> [Given records]:
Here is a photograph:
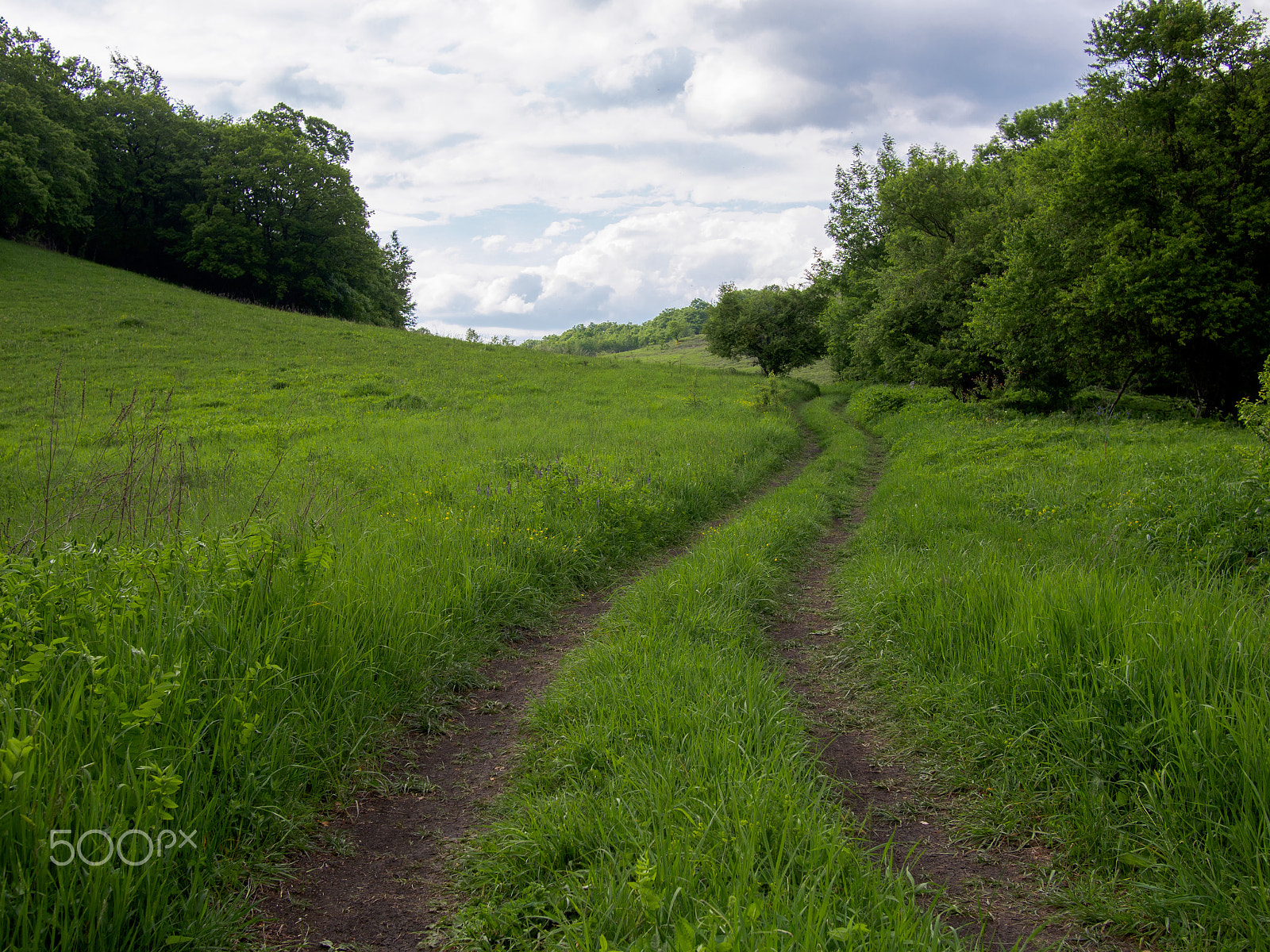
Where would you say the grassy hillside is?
[0,243,813,950]
[838,387,1270,948]
[614,334,834,387]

> [What to do]:
Rewrite the data above with "grassy hillside" replaced by "green slope" and everything else unchanged. Leave the pictures out.

> [Written solution]:
Here is a photograph:
Where would you say the green slope is?
[0,243,813,950]
[838,387,1270,948]
[614,334,834,387]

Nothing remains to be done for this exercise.